-- BEGIN Data provided --

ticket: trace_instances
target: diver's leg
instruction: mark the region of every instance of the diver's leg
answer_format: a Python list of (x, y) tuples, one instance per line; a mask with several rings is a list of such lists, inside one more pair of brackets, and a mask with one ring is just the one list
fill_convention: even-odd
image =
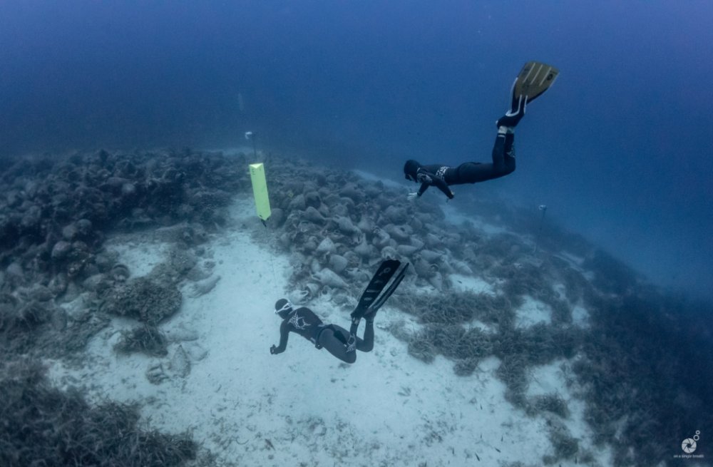
[[(332, 325), (332, 327), (339, 327), (335, 325)], [(342, 332), (344, 331), (346, 333), (347, 330), (342, 329), (342, 328), (335, 330), (332, 329), (332, 327), (324, 328), (324, 330), (319, 333), (319, 337), (317, 339), (318, 344), (342, 361), (354, 363), (356, 361), (356, 349), (354, 347), (350, 349), (345, 344), (343, 340), (345, 337), (342, 334)], [(348, 334), (347, 337), (348, 338)]]
[(496, 177), (515, 171), (515, 133), (512, 128), (501, 127), (498, 130), (498, 136), (493, 145), (493, 172), (498, 174)]
[(374, 349), (374, 317), (367, 319), (366, 327), (364, 329), (364, 339), (356, 338), (356, 350), (363, 352), (371, 351)]

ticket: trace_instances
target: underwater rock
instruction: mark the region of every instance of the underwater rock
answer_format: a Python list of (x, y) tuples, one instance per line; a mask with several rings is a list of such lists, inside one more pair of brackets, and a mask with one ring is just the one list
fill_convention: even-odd
[(307, 303), (309, 299), (309, 291), (307, 289), (292, 290), (287, 294), (289, 301), (296, 305), (301, 305)]
[(167, 329), (165, 334), (166, 340), (169, 342), (185, 342), (195, 341), (198, 339), (198, 332), (187, 327), (183, 323), (174, 328)]
[(471, 267), (468, 265), (468, 263), (464, 261), (451, 259), (448, 262), (450, 262), (451, 267), (453, 267), (456, 272), (460, 274), (469, 276), (475, 275), (473, 272), (473, 270), (471, 270)]
[(319, 193), (314, 190), (304, 193), (304, 204), (309, 207), (319, 207), (322, 204)]
[(54, 244), (52, 247), (52, 252), (51, 256), (52, 259), (56, 261), (61, 261), (66, 258), (69, 255), (69, 252), (72, 251), (72, 244), (69, 242), (65, 242), (64, 240), (60, 240)]
[(339, 230), (344, 234), (351, 235), (354, 233), (361, 233), (361, 230), (356, 228), (352, 220), (346, 216), (339, 216), (336, 217), (337, 225)]
[(399, 253), (396, 252), (396, 249), (391, 245), (386, 245), (384, 248), (381, 248), (381, 259), (382, 260), (396, 260), (399, 257)]
[(268, 222), (274, 227), (282, 227), (285, 220), (284, 211), (279, 207), (275, 207), (272, 210), (272, 214), (270, 215)]
[(329, 237), (325, 237), (319, 242), (314, 252), (319, 255), (325, 255), (334, 253), (337, 250), (334, 242)]
[(443, 289), (443, 276), (441, 275), (441, 273), (439, 272), (436, 271), (436, 272), (434, 272), (433, 275), (431, 275), (430, 277), (428, 278), (428, 281), (429, 283), (431, 284), (431, 285), (434, 286), (434, 288), (435, 288), (436, 289), (441, 290)]
[(130, 274), (129, 273), (129, 268), (126, 265), (117, 264), (111, 267), (111, 271), (109, 272), (109, 275), (116, 281), (123, 282), (129, 278)]
[(371, 242), (374, 246), (377, 248), (383, 248), (389, 244), (391, 240), (391, 237), (385, 231), (382, 230), (379, 227), (376, 227), (374, 230), (374, 238), (371, 240)]
[(337, 274), (341, 274), (342, 271), (347, 269), (348, 265), (349, 260), (343, 256), (332, 255), (329, 257), (329, 269)]
[(349, 287), (344, 279), (336, 272), (329, 268), (324, 268), (314, 274), (314, 277), (319, 281), (322, 285), (329, 285), (332, 287), (339, 289), (347, 289)]
[(388, 233), (391, 238), (401, 243), (409, 242), (413, 235), (413, 231), (411, 227), (404, 225), (394, 225), (394, 224), (389, 224), (384, 227), (384, 230), (386, 231), (386, 233)]
[(118, 284), (103, 295), (103, 311), (148, 324), (157, 324), (173, 316), (181, 304), (180, 292), (175, 285), (147, 277)]
[(416, 271), (419, 277), (428, 279), (434, 275), (434, 270), (431, 269), (431, 265), (422, 257), (417, 257), (414, 258), (413, 264), (414, 270)]
[(301, 193), (293, 197), (287, 207), (287, 208), (291, 211), (303, 211), (306, 207), (307, 202), (304, 200), (304, 195)]
[(393, 205), (389, 205), (384, 212), (384, 217), (393, 224), (404, 224), (406, 221), (406, 210)]
[(396, 251), (402, 256), (410, 257), (411, 255), (419, 251), (419, 249), (410, 245), (400, 245), (396, 247)]
[(366, 237), (362, 237), (361, 242), (354, 247), (354, 252), (363, 258), (369, 258), (371, 256), (371, 245), (366, 243)]
[(421, 250), (419, 253), (421, 257), (424, 258), (430, 263), (438, 262), (443, 257), (443, 253), (439, 253), (438, 252), (434, 252), (431, 250)]
[(356, 223), (356, 227), (363, 233), (370, 232), (374, 230), (374, 222), (368, 216), (362, 215), (359, 222)]
[(327, 222), (327, 219), (324, 218), (324, 216), (323, 216), (319, 211), (317, 210), (317, 209), (312, 206), (309, 206), (307, 208), (307, 210), (305, 210), (304, 213), (303, 214), (303, 217), (307, 220), (316, 224), (324, 224)]
[(146, 379), (152, 384), (160, 384), (169, 379), (165, 370), (163, 369), (163, 364), (160, 363), (150, 366), (146, 369), (145, 375)]
[(185, 349), (191, 361), (200, 361), (208, 356), (208, 349), (197, 342), (187, 344)]

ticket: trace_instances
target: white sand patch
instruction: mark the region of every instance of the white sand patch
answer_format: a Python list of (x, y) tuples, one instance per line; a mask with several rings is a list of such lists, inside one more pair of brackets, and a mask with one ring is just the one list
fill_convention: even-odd
[(155, 242), (148, 235), (115, 235), (108, 239), (105, 248), (119, 255), (119, 262), (129, 268), (132, 277), (145, 276), (160, 264), (170, 250), (170, 245)]
[[(50, 362), (56, 384), (82, 386), (94, 401), (138, 401), (149, 427), (191, 430), (219, 465), (540, 463), (550, 449), (546, 421), (505, 400), (495, 374), (499, 361), (486, 359), (472, 375), (458, 376), (451, 361), (411, 356), (407, 344), (385, 329), (393, 322), (414, 330), (417, 324), (389, 304), (376, 317), (374, 351), (360, 353), (354, 365), (296, 334), (287, 351), (271, 355), (280, 324), (273, 304), (285, 294), (290, 270), (286, 256), (251, 239), (250, 232), (264, 228), (253, 210), (250, 199), (239, 200), (232, 227), (205, 245), (222, 279), (205, 295), (184, 296), (180, 311), (161, 324), (173, 341), (167, 356), (117, 354), (118, 332), (132, 323), (115, 319), (89, 343), (83, 366)], [(112, 247), (130, 262), (133, 275), (142, 275), (168, 246), (128, 241)], [(326, 322), (349, 324), (349, 311), (328, 297), (309, 306)], [(523, 323), (538, 322), (548, 315), (545, 307), (530, 300), (518, 313)], [(183, 377), (172, 363), (179, 347), (190, 362)], [(150, 370), (168, 379), (152, 384)]]
[(415, 185), (416, 187), (416, 190), (411, 190), (411, 188), (413, 188), (413, 186), (411, 186), (411, 184), (407, 185), (406, 183), (404, 183), (403, 182), (396, 182), (394, 180), (391, 180), (391, 178), (384, 178), (384, 177), (379, 177), (379, 175), (372, 173), (371, 172), (366, 172), (365, 170), (352, 170), (352, 172), (353, 172), (357, 176), (361, 177), (361, 178), (366, 180), (369, 180), (370, 182), (381, 182), (381, 183), (384, 183), (384, 186), (391, 187), (391, 188), (396, 188), (399, 190), (403, 190), (404, 197), (406, 196), (406, 194), (408, 193), (409, 192), (416, 191), (416, 190), (418, 190), (419, 185)]
[(494, 294), (493, 286), (480, 277), (462, 274), (450, 274), (451, 284), (458, 292), (472, 292), (475, 294)]
[(529, 327), (538, 323), (552, 323), (552, 309), (549, 305), (530, 297), (525, 297), (525, 302), (515, 310), (516, 327)]
[[(585, 421), (585, 409), (586, 404), (584, 401), (574, 396), (570, 388), (576, 387), (572, 385), (575, 376), (572, 372), (570, 361), (559, 359), (548, 365), (535, 366), (530, 372), (530, 385), (528, 388), (527, 397), (532, 399), (538, 396), (556, 396), (560, 398), (567, 405), (569, 414), (566, 418), (544, 411), (538, 418), (550, 419), (550, 424), (562, 425), (566, 427), (570, 436), (577, 439), (579, 443), (579, 453), (588, 451), (596, 454), (596, 458), (604, 465), (613, 463), (612, 453), (608, 446), (595, 446), (590, 440), (594, 433)], [(571, 466), (574, 463), (563, 462), (562, 466)]]

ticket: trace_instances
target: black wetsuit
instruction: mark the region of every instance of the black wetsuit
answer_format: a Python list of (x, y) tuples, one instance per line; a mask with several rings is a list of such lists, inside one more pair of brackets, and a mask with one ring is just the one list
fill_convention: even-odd
[(290, 332), (308, 339), (317, 349), (324, 347), (330, 354), (347, 363), (356, 361), (355, 350), (368, 352), (374, 348), (373, 319), (366, 319), (364, 339), (354, 336), (356, 341), (350, 345), (349, 331), (337, 324), (324, 324), (309, 308), (302, 307), (292, 312), (281, 312), (279, 315), (282, 317), (282, 324), (279, 326), (279, 345), (271, 350), (272, 354), (284, 351)]
[(426, 175), (419, 189), (421, 196), (431, 185), (438, 188), (448, 198), (453, 198), (451, 185), (476, 183), (498, 178), (515, 170), (515, 135), (513, 133), (498, 133), (493, 146), (493, 163), (466, 162), (458, 167), (439, 164), (421, 165), (419, 175)]

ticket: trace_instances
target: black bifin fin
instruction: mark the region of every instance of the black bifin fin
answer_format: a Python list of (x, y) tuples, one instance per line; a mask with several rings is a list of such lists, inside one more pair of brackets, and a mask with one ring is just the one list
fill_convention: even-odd
[(517, 112), (520, 98), (526, 99), (525, 103), (530, 103), (542, 96), (554, 83), (559, 74), (559, 70), (546, 63), (538, 61), (525, 63), (513, 84), (511, 112)]
[(401, 262), (398, 260), (386, 260), (381, 263), (371, 277), (371, 280), (369, 282), (364, 293), (361, 294), (354, 311), (352, 312), (352, 322), (354, 320), (358, 322), (361, 319), (369, 307), (381, 294), (384, 287), (391, 280), (391, 276), (396, 272), (399, 266), (401, 266)]
[(404, 267), (399, 271), (399, 274), (394, 277), (394, 281), (391, 282), (391, 285), (389, 286), (389, 288), (386, 289), (384, 293), (374, 302), (373, 304), (371, 304), (371, 311), (370, 312), (376, 313), (379, 311), (379, 309), (381, 308), (384, 303), (386, 303), (386, 300), (389, 299), (389, 297), (391, 296), (391, 294), (396, 291), (396, 287), (399, 287), (401, 282), (404, 280), (404, 276), (406, 275), (406, 270), (408, 268), (409, 263), (406, 263)]

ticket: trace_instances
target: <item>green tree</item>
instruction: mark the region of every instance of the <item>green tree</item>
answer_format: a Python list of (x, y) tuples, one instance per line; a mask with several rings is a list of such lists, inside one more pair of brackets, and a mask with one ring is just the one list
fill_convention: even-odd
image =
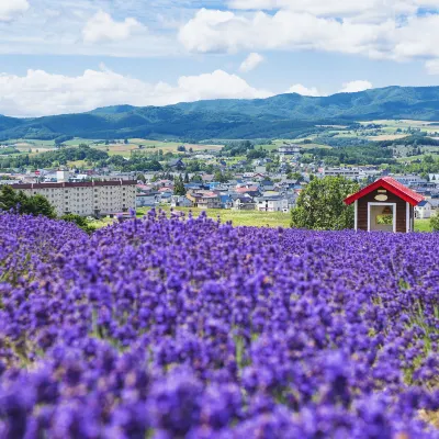
[(347, 206), (344, 200), (358, 190), (358, 183), (342, 177), (313, 179), (291, 212), (291, 226), (319, 230), (353, 228), (353, 206)]
[(175, 195), (185, 195), (184, 182), (181, 177), (176, 177), (173, 185)]
[(222, 171), (215, 171), (213, 176), (213, 180), (217, 181), (218, 183), (226, 183), (228, 181), (227, 176), (225, 176)]
[(439, 232), (439, 215), (431, 216), (430, 226), (432, 232)]
[(45, 196), (40, 194), (27, 196), (22, 191), (14, 191), (10, 185), (3, 185), (0, 190), (0, 209), (16, 210), (21, 215), (44, 215), (56, 218), (55, 209)]

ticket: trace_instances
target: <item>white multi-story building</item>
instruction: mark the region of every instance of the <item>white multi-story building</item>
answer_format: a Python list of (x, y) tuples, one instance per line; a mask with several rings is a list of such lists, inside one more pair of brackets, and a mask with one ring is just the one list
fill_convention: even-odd
[(347, 179), (357, 180), (360, 177), (358, 168), (325, 168), (324, 177), (345, 177)]
[(133, 180), (91, 181), (85, 183), (12, 184), (26, 195), (42, 194), (58, 215), (110, 215), (136, 207), (136, 184)]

-- END Data provided --

### Given instruction
Reproduce the part of the records that opens at the very start and closes with the line containing "352), (371, 351)]", including both ends. Leave the pictures out of your answer.

### Finished task
ticket: trace_instances
target: diver's leg
instruction: mark the region of every instance of the diver's leg
answer_format: a Python list of (x, y) tuples, one instance per line; a mask with several rings is a list of such lists, inside one more pair of brackets, and a mask with one ring is just the one list
fill_convention: even-odd
image =
[[(332, 325), (332, 327), (339, 327), (335, 325)], [(342, 332), (344, 331), (346, 333), (347, 330), (342, 329), (342, 328), (335, 330), (332, 329), (332, 327), (324, 328), (324, 330), (319, 333), (319, 337), (317, 339), (318, 344), (342, 361), (354, 363), (356, 361), (356, 349), (354, 347), (350, 349), (345, 344), (343, 340), (345, 337), (342, 334)], [(348, 334), (347, 337), (348, 338)]]
[(496, 177), (515, 171), (515, 133), (512, 128), (501, 127), (498, 130), (498, 136), (493, 145), (493, 172), (498, 174)]
[(374, 349), (374, 317), (367, 319), (366, 327), (364, 329), (364, 339), (356, 338), (356, 350), (363, 352), (371, 351)]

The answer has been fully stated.